▸ **Do this**:
Copy out, word for word, the part of the material below that starts with the line containing "Where can the building" and runs through the end of the material.

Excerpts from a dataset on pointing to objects
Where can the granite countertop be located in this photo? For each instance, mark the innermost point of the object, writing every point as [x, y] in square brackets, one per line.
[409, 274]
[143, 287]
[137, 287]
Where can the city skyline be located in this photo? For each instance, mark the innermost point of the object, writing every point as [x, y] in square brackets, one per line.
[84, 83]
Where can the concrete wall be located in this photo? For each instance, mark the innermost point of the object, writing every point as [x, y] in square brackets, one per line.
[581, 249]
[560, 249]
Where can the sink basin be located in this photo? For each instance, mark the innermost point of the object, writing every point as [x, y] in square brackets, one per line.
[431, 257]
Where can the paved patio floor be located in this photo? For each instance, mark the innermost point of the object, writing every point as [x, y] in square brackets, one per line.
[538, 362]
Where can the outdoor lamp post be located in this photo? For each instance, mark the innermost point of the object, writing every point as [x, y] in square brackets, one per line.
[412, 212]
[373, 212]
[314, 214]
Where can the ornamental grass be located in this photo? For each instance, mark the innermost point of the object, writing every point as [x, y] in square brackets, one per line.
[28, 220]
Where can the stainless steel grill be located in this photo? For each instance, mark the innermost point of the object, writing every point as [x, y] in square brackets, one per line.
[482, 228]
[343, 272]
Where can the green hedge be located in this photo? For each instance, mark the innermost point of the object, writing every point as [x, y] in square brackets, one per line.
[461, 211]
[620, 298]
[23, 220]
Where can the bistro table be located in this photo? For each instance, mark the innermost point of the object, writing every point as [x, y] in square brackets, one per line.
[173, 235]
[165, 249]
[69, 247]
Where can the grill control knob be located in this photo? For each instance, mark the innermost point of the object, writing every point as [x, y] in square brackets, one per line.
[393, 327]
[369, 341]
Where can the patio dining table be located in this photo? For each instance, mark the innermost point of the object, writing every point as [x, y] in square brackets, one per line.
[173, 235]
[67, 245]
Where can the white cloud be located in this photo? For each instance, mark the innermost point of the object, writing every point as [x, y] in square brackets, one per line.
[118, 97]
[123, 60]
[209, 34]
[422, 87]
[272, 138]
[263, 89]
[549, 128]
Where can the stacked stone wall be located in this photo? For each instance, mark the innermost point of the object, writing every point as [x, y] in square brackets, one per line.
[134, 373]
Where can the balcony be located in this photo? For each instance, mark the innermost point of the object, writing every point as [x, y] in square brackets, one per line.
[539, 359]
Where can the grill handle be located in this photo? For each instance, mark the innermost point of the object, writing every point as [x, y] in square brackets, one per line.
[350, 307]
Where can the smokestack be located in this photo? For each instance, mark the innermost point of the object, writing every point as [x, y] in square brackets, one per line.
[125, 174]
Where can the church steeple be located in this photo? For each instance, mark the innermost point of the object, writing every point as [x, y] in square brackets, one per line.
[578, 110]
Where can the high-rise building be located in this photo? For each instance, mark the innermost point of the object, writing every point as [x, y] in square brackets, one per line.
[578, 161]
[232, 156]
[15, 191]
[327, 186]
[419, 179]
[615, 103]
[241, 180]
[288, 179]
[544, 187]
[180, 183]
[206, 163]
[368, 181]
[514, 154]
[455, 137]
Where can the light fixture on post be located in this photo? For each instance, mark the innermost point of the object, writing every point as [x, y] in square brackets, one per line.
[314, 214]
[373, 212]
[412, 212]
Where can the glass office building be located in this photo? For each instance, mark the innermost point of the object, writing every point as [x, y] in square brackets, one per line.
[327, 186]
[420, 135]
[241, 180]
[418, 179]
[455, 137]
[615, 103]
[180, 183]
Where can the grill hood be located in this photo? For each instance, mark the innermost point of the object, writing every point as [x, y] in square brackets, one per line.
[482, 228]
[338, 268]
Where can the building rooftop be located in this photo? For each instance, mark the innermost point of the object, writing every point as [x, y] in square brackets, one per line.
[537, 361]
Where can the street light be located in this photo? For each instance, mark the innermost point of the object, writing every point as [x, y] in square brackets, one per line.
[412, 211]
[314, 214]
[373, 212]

▸ **Written answer**:
Where can the building rooftop be located in this photo? For each instance, mark the innermost point of the object, writing every point as [x, y] in square brackets, one per line.
[537, 361]
Where can the street light be located in this photo? For each instance, mark the innermost point of the object, writing every point as [x, y] in square brackets, one per line.
[412, 211]
[314, 214]
[373, 212]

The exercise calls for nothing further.